Data items:
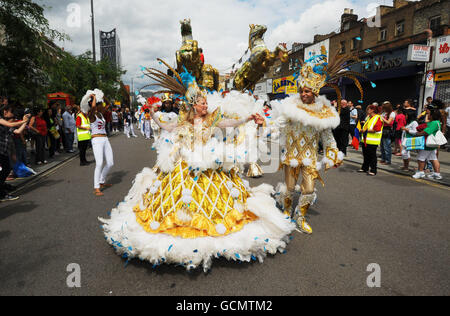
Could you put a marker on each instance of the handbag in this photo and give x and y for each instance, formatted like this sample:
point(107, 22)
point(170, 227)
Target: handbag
point(415, 143)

**Exercise description**
Skipping every picture, reproduce the records word for word.

**Your solution**
Could you put a marker on each instance of the handbag in this photo and give x and y for each instance, formatted like this sample:
point(107, 22)
point(170, 227)
Target: handbag
point(415, 143)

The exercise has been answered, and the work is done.